SHORT EXERCISE: Can you rewrite the entries below with "fallen pine cone" substituted for "small pine cone" and everything else left unchanged?

DATA SHOWN:
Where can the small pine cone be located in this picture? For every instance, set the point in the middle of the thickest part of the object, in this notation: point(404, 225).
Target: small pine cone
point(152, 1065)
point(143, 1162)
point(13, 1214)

ANSWER IN FULL:
Where can the fallen pine cone be located in this picture? For every instance, set the point in the middle of the thickest part of the object, in this notation: point(404, 225).
Target: fallen pine cone
point(152, 1065)
point(143, 1162)
point(13, 1214)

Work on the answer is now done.